◆ **Exercise instructions**
(a) From the piece on PLM APIs, copy the stretch from "APIs Have Become" through "experienced the platform." word for word.
(b) List every tool that the piece on PLM APIs names as part of the growing network that modern manufacturing organizations rely on.

◆ **Passage shown**
For a long time, APIs in PLM systems lived in an awkward place. They existed, protected by software vendors to make data extraction difficult and to support vendor data lock-in business strategies. As a result, these APIs sometimes worked, but often were not documented well and required significant efforts by service integrators with special knowledge to make them work and to figure things out. APIs were rarely treated as a first-class product surface. The real product was the user experience. APIs were something “technical teams” dealt with on the side used for implementation, customization and other special processes.
In 2025, that assumption no longer holds.
Today, APIs are not just integration tools. They are how platforms grow, how ecosystems form, and increasingly, how software is built. And with the rise of AI-assisted and agent-based development, APIs are no longer used only by humans. They are consumed by machines that design workflows, generate interfaces, and assemble solutions automatically.
This shift is one of the reasons why OpenBOM is enhancing its developer support by publishing OpenBOM Public REST API documentation in Swagger / OpenAPI format. While this may look like a documentation update on the surface, it is really a strategic move that reflects how we see the future of PLM platforms, integrations, and AI-driven customization unfolding.
APIs Have Become the Real Product Surface
In traditional PLM thinking, value was concentrated in predefined workflows, screens, and lifecycle processes. Customization meant configuration, scripting, or consulting projects. APIs existed to “connect” systems, but they were not how most people experienced the platform.
That model is breaking down.
Modern manufacturing organizations rely on a growing network of tools: CAD systems, ERP, procurement platforms, analytics tools, supplier portals, internal dashboards, and increasingly, AI-driven assistants. No single UI can cover all of these needs. What matters instead is whether the platform can reliably expose its data and behavior so that others can build what they need around it.
In this world, the API is the product surface. It defines what can be built, how safely it can be built, and how far the platform can extend beyond its original use cases. A strong API enables experimentation, iteration, and adaptation. A weak or ambiguous API quietly limits everything else.

◆ **Dataset entries**

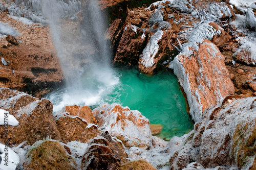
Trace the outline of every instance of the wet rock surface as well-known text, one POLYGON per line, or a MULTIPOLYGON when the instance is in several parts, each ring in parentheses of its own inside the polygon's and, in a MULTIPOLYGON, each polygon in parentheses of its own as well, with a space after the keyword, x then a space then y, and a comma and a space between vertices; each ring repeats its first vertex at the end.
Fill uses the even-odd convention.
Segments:
POLYGON ((245 162, 248 166, 246 169, 252 168, 255 153, 244 152, 254 148, 249 145, 254 142, 251 140, 255 138, 255 98, 238 98, 241 96, 226 97, 203 113, 193 131, 170 140, 172 169, 188 169, 193 165, 197 168, 243 168, 245 162))
POLYGON ((195 122, 207 108, 234 93, 224 61, 218 47, 205 40, 199 47, 186 47, 170 64, 187 95, 195 122))
POLYGON ((13 146, 25 141, 32 144, 48 136, 60 139, 52 115, 52 104, 49 100, 39 100, 25 93, 3 87, 0 91, 0 108, 8 111, 19 123, 17 126, 8 127, 8 136, 5 136, 4 127, 0 127, 2 142, 9 139, 9 145, 13 146))

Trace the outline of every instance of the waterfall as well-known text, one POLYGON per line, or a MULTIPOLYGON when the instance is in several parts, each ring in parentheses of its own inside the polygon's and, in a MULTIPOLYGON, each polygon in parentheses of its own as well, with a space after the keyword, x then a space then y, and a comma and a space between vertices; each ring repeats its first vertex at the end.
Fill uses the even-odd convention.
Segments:
POLYGON ((41 2, 67 84, 59 107, 100 102, 118 78, 111 67, 105 24, 97 1, 41 2))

◆ **Answers for this exercise**
(a)
APIs Have Become the Real Product Surface
In traditional PLM thinking, value was concentrated in predefined workflows, screens, and lifecycle processes. Customization meant configuration, scripting, or consulting projects. APIs existed to “connect” systems, but they were not how most people experienced the platform.

(b)
- CAD systems
- ERP
- procurement platforms
- analytics tools
- supplier portals
- internal dashboards
- AI-driven assistants